Text provided |
## Start

- Delivering value to our customers. We will further the
tradition of American companies leading the way in meeting or exceeding
customer expectations.
- Investing in our employees. This starts with
compensating them fairly and providing important benefits. It also
includes supporting them through training and education that help develop
new skills for a rapidly changing world. We foster diversity and
inclusion, dignity and respect.
- Dealing fairly and ethically with our suppliers. We are
dedicated to serving as good partners to the other companies, large and
small, that help us meet our missions.
- Supporting the communities in which we work. We respect
the people in our communities and protect the environment by embracing
sustainable practices across our businesses.
- Generating long-term value for shareholders, who
provide the capital that allows companies to invest, grow and innovate. We
are committed to transparency and effective engagement with shareholders.
Notice what comes last—“Generating
long-term value for shareholders, who provide the capital that allows companies
to invest, grow and innovate.” That statement comes across like a campaign ad
for Elizabeth Warren, who has a fascist-like
plan to have government dictate the governance of
large private corporations, along the lines of guild socialism.
Yet Franklin J Parker, a “free enterprise
analyst” at the Lone Star Policy Institute, lauds the statement, if you can
believe it, as “a textbook example of free markets operating as they should.”
How so? In an article run on the FEE (Foundation for Economic Education)

## End

Objective | Please continue the commentary on the corporate commitment to customers, employees, suppliers, communities and shareholders from the point where it stops.

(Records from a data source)
## Start

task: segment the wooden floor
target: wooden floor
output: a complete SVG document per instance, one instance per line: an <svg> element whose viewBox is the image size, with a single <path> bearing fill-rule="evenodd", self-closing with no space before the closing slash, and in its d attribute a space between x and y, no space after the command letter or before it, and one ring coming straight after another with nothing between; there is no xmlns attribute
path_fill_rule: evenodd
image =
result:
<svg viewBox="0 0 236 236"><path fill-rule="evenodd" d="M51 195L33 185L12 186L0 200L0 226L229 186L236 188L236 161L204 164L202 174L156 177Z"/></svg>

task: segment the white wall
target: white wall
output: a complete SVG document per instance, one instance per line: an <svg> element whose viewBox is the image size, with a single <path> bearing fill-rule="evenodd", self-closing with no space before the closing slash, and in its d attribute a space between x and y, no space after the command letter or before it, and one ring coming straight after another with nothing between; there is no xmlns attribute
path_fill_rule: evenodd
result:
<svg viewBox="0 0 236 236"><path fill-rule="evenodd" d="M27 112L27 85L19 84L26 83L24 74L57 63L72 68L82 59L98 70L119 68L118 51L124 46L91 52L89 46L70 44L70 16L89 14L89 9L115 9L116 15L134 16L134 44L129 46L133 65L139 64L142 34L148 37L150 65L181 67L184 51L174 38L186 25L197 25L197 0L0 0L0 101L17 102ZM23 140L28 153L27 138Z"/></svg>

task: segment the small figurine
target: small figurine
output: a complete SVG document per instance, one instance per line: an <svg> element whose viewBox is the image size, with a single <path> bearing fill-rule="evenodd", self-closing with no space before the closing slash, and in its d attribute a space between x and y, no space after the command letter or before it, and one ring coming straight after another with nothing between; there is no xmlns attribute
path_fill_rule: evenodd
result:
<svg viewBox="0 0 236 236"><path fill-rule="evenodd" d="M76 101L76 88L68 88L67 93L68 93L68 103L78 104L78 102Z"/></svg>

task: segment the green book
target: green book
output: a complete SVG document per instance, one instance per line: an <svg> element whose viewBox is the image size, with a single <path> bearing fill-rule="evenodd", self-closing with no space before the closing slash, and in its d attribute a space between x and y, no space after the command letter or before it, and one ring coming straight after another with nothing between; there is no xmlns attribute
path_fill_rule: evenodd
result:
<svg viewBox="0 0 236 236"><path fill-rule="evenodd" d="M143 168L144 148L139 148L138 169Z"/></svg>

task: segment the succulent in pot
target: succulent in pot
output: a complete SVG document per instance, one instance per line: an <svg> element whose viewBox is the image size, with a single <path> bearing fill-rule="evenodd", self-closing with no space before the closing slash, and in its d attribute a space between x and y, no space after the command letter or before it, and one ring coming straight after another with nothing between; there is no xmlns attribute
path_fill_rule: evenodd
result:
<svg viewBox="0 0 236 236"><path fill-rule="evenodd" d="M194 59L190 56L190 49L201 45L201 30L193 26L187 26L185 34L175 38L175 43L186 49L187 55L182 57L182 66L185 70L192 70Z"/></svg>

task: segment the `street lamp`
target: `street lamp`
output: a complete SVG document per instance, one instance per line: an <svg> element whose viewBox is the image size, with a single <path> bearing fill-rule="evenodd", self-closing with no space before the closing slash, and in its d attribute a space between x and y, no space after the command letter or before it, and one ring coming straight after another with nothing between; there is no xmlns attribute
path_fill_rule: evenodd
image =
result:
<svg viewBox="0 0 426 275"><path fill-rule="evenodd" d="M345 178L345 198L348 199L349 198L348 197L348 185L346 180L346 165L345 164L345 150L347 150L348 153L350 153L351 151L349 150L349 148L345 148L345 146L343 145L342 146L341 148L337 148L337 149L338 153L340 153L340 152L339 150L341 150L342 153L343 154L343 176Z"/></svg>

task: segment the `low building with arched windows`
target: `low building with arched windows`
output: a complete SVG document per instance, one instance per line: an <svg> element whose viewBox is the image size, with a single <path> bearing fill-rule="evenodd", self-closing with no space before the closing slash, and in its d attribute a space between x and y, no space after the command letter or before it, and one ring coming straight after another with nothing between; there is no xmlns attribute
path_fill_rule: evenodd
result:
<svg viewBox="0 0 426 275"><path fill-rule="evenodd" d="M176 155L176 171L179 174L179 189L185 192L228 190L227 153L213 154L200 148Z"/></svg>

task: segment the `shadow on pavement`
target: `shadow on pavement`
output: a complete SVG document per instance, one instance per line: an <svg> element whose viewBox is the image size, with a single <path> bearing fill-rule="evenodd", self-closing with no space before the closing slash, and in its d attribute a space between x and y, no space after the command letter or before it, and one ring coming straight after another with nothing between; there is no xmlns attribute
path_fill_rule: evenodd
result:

## End

Task response |
website, of all places—Should
Corporations Consider Any “Stakeholders” Other Than Shareholders?—Parker opens with:
CS Lewis, the famed author of The Chronicles of Narnia, once
discussed the distinction between advancing ethics and advancing knowledge of
facts. In Lewis’ view, ethics changes remarkably little over the years. What
changes, and changes rapidly, is our knowledge of how the world works. This
advancement of knowledge informs our application of ethical norms, and it is
advancing knowledge of facts, argues Lewis, not ethics, that tends to change
through time.
My emphasis. Parker continues::
With respect to the operation of businesses, it was famed
economist Milton Friedman who laid down the foundational ethic: Businesses
should seek to maximize shareholder value only. Working toward any other end,
asserts Friedman, is an unjustified exercise in “spending other people’s
money.”
So right off the bat, we automatically take
established ethics on its face, without question. The established ethics of our
time is altruism, the ethic that holds self-sacrificial service to others as
the standard of moral behavior. From that premise, Parker goes on to put words
in Friedman’s mouth:
But our knowledge of both economics and corporate management has
advanced over the years. Through experience, we have learned that a singular
focus on quarterly profits makes for unhealthy long-term businesses, which is
bad for shareholders.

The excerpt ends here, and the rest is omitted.